[Source records]
+ + + + + + +
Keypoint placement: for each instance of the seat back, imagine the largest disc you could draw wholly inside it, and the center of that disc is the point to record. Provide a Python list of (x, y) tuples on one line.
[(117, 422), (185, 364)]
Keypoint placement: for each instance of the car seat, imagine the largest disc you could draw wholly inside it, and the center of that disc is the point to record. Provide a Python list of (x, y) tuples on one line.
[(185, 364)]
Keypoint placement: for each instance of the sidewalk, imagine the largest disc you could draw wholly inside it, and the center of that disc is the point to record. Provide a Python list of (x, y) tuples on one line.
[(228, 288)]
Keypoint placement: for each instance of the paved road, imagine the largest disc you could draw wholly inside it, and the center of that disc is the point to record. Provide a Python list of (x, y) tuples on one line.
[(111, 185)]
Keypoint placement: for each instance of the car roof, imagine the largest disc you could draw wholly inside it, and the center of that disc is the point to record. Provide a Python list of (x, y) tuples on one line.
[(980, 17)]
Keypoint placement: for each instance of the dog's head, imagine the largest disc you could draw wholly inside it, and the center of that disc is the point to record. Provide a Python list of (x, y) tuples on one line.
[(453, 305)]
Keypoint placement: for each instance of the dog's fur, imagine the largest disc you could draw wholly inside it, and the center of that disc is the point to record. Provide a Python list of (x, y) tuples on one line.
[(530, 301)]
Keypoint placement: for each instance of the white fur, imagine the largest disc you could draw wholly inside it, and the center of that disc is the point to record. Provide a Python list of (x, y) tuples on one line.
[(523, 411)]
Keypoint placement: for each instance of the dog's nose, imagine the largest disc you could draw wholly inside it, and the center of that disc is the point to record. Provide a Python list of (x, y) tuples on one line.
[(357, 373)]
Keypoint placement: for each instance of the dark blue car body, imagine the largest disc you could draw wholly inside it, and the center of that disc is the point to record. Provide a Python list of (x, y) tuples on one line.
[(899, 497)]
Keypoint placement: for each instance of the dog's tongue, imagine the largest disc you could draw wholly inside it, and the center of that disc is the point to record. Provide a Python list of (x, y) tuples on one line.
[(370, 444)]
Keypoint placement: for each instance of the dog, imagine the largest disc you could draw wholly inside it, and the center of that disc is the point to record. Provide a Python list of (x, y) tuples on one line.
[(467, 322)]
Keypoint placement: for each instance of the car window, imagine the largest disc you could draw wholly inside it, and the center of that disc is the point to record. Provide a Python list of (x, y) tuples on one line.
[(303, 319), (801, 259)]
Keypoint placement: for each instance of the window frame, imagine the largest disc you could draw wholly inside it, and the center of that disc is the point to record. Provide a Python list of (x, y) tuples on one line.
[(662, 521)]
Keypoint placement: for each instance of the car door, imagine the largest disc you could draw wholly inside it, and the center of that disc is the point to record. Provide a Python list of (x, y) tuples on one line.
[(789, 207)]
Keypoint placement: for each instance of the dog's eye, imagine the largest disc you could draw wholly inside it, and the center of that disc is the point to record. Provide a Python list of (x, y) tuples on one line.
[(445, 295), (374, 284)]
+ + + + + + +
# [WRITTEN INSTRUCTION]
Could you rewrite everything from the line containing "Keypoint placement: for each instance of the dog's nose, imagine" down to the last of the source records, both ends included, and offset every x and y coordinate in the point lists by -30?

# [FULL OUTPUT]
Keypoint placement: for each instance of the dog's nose, imagine the largest disc you could draw wholly inside it, and the center of that disc is the point to record. Provide a Python list of (x, y) tuples on one line.
[(327, 343)]
Keypoint placement: for each instance of the dark blue car body, imagine the largest disc you could draw wholly inside it, and the center of that disc is the point to record. Provide a Python list of (x, y) tuples on one line.
[(869, 467)]
Keypoint placement: for each instance of the dog's tongue, imagine the largest disc you could draw wholly inside it, and the center of that disc is the point to record. Provide a Python list of (x, y) tuples on one line.
[(340, 414)]
Keypoint placement: for each instance of the dog, imagine the largest disc you could draw wholly inside it, and the center of that disc is the point to record. Provide a Python list of (x, y) tuples on one line.
[(437, 292)]
Keypoint placement: for each instance of the car window, imagine the largest disc you could draw wholly inside it, and the center of that disc is the point to record. Provide a Python list of (x, y) tuples on one line.
[(273, 289), (771, 229)]
Keypoint placement: for each instance of the window frame, imagine the largest disc you could draw wholly inside it, and the center of that disc is the point to record. Provide a Python list of (x, y) tuples on one line.
[(632, 491)]
Keypoint placement: for each instance of the car door, imagine the largest disc you could draw wholly inside it, and the center of that disc is the point to record. Provide a Python list of (x, y) tuples on one line.
[(759, 177)]
Keypoint placement: for each instance of the dog's eye, imagine the largest disc you could draw wholly inside it, and the center of that disc is the point to record. Provide a Python list of (x, y) tuples on one line.
[(415, 265), (344, 254)]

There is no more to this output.